*** Extract provided ***

Exeter medical student Amelia Dickson (L) with her first-place prize and Rishi Kumar (R) from UCL, winner of the clinical group.

University of Exeter medical students display excellent neuroanatomy knowledge in recent national competition.

The National Undergraduate Neuroanatomy Competition (NUNC), now in its 12th edition, was held in Glasgow University and had six representatives from the University of Exeter. The students were selected from a keen group of 30 medical students who attended Saturday teaching sessions in preparation for the national competition.

The six participants, Amelia Dickson (2nd Year), Arsh Thao (2nd Year), Jack Read (3rd Year), Jinu Chang (2nd Year), John Donnelly (4th Year) and Sean Ho (1st Year), were supported and sponsored by Professor Alison Curnrow and Prof Ian Fussell of the medical school to represent the University. Jack Read, the outgoing President of the Anatomy Society, played a key role in coordinating the 2023-2024 NUNC Campaign and the Academic NUNC Lead at the University of Exeter, Dr Hope Gangata, taught, designed and ran the internal university NUNC selection examinations, trained the NUNC Tutors, and ran an advanced brain dissection session.

*** Information given ***

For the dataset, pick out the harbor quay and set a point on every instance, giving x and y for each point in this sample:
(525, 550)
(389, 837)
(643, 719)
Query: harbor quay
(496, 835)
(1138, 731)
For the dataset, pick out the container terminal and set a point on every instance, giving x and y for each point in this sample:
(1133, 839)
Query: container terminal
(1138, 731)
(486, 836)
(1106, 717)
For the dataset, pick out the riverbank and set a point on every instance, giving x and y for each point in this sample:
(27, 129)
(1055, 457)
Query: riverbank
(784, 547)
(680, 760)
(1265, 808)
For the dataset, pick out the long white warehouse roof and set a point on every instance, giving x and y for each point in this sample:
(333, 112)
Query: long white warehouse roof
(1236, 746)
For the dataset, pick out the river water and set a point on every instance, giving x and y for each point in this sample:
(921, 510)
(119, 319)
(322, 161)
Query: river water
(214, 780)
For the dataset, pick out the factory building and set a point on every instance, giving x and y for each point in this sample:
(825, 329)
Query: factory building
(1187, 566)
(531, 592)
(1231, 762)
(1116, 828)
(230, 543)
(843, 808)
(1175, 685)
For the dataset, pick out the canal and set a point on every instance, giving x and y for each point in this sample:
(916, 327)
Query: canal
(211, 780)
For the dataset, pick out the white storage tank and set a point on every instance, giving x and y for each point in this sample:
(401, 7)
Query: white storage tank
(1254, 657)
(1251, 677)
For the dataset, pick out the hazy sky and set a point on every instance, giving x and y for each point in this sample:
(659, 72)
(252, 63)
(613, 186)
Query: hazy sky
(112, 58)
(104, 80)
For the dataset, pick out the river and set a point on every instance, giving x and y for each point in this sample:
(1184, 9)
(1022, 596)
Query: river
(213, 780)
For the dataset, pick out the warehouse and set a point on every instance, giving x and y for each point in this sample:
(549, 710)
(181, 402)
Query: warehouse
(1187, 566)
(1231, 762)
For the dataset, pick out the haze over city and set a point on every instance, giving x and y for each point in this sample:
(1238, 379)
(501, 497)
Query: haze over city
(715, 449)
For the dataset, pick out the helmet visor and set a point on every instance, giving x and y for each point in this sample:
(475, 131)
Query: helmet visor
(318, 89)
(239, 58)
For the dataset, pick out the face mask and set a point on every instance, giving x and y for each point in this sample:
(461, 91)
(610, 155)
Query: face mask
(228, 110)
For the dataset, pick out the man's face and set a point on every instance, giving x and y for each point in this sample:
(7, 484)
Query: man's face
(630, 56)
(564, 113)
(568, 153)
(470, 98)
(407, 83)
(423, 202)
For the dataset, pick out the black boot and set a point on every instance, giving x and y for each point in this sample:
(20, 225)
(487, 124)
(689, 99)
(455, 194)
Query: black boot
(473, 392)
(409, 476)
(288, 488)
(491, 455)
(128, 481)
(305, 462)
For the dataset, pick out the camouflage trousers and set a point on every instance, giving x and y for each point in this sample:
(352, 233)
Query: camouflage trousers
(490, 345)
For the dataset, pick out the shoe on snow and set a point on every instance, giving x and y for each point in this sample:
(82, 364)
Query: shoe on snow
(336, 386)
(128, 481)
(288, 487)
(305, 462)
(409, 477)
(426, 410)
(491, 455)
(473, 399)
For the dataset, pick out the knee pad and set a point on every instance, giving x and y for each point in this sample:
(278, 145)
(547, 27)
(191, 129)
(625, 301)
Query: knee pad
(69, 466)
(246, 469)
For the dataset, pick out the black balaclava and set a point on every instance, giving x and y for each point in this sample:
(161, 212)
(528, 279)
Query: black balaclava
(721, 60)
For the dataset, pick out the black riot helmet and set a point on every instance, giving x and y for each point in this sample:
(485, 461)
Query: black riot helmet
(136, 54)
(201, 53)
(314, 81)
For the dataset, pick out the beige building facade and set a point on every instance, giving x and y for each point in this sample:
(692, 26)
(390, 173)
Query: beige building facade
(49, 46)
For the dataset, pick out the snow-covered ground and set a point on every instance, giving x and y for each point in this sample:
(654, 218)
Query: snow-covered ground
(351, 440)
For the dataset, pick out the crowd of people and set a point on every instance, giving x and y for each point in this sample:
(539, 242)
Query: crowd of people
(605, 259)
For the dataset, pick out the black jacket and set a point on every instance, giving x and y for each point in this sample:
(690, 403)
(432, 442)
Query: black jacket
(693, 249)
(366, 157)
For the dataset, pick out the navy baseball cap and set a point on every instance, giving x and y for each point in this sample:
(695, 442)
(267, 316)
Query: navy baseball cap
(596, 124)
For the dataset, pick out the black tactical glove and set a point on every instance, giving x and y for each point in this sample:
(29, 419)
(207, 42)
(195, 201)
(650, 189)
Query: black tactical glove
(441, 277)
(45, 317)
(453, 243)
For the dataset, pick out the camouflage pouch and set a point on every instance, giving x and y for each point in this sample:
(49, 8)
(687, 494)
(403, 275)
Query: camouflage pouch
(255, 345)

***

Render this sentence from the article about the neuroanatomy competition into French: "University of Exeter medical students display excellent neuroanatomy knowledge in recent national competition." Rely solely on the article about the neuroanatomy competition, not on the material.

Result for this task: Des étudiants en médecine de l'Université d'Exeter font preuve d'excellentes connaissances en neuroanatomie lors d'un récent concours national.